[INPUT DATA]:
◇ ◇ ◇
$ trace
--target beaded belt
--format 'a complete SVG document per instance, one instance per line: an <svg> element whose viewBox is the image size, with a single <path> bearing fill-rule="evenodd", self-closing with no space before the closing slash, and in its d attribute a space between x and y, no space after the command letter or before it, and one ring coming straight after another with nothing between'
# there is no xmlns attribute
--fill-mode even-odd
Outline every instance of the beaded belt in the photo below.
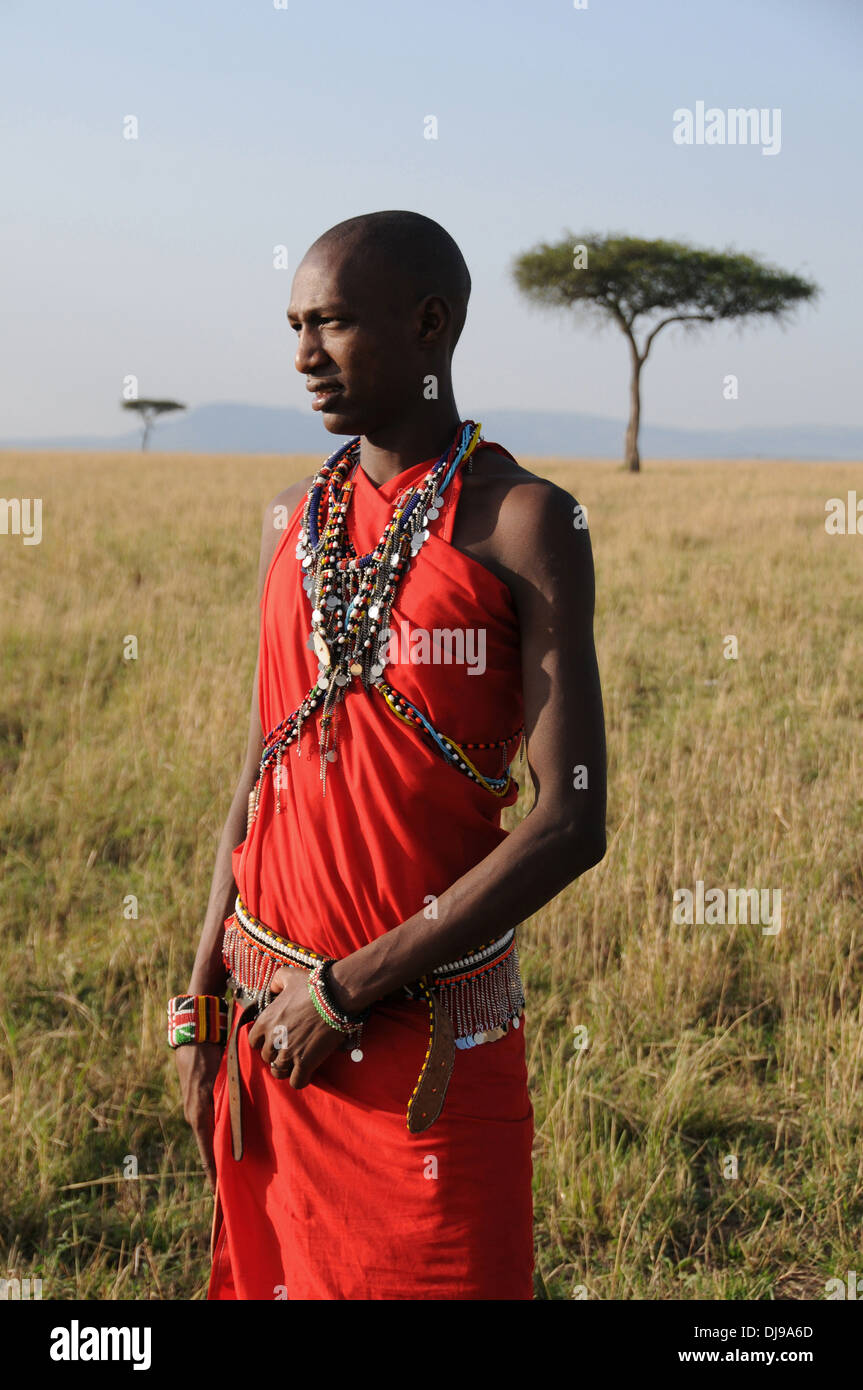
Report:
<svg viewBox="0 0 863 1390"><path fill-rule="evenodd" d="M242 1139L236 1054L238 1029L243 1023L251 1022L270 1003L270 986L278 969L294 966L311 970L325 957L271 931L249 912L238 893L234 911L225 923L222 959L230 973L229 984L245 1005L228 1045L234 1157L239 1158L242 1157ZM454 1048L495 1042L508 1033L510 1027L520 1026L524 989L515 930L505 932L498 940L480 946L460 960L438 966L423 979L404 985L380 1002L395 1004L418 998L424 999L429 1009L429 1044L408 1102L407 1127L412 1134L422 1133L434 1124L443 1108Z"/></svg>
◇ ◇ ◇
No picture belongs in the answer, but every word of the records above does, exactly as given.

[RESPONSE BOX]:
$ trace
--target beaded belt
--format 'a complete SVG document per instance, one instance per line: an <svg> element whose viewBox is the image size, with a single <path> bearing fill-rule="evenodd", self-closing with no space before the closing slash, and in its d attribute a space between x and y, no space after the command letter or before it, and one ring coming straight after another with nothing between'
# there is no xmlns attribute
--fill-mode even-odd
Outline every instance of the beaded belt in the photo below.
Report:
<svg viewBox="0 0 863 1390"><path fill-rule="evenodd" d="M242 1139L236 1054L238 1029L243 1023L251 1022L270 1003L270 986L278 969L294 966L311 970L325 957L271 931L249 912L238 893L234 911L225 923L222 959L230 973L229 984L245 1005L228 1045L234 1157L239 1158L242 1157ZM454 1048L495 1042L508 1033L510 1027L520 1026L524 989L515 930L505 932L498 940L480 946L460 960L438 966L423 979L404 985L380 1002L395 1004L418 998L424 999L429 1009L429 1044L408 1102L407 1127L412 1134L422 1133L434 1124L443 1108Z"/></svg>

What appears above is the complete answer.